··· RECORDS FOR PROCESSING

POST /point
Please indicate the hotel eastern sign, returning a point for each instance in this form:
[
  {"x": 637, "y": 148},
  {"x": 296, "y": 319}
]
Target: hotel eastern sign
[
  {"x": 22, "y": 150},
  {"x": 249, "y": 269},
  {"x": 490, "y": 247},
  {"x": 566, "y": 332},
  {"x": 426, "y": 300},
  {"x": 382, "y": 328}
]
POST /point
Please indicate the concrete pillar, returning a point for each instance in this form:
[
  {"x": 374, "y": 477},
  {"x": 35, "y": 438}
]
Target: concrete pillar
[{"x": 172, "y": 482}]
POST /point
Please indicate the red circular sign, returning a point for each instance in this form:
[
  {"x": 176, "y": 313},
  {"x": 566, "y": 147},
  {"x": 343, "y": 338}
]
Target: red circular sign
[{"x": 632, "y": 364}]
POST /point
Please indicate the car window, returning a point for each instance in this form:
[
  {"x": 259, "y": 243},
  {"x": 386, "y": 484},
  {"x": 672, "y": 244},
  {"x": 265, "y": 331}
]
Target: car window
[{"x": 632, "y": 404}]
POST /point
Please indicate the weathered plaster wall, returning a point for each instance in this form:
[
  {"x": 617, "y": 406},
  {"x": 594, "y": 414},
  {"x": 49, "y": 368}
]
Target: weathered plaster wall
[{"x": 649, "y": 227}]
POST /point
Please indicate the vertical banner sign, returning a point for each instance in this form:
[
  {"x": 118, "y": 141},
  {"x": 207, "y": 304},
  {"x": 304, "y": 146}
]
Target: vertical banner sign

······

Search the entries for "vertical" and copy each matching line.

## SOLUTION
Please indicate the vertical banner sign, returning a point for each instance in this form:
Target: vertical banner sign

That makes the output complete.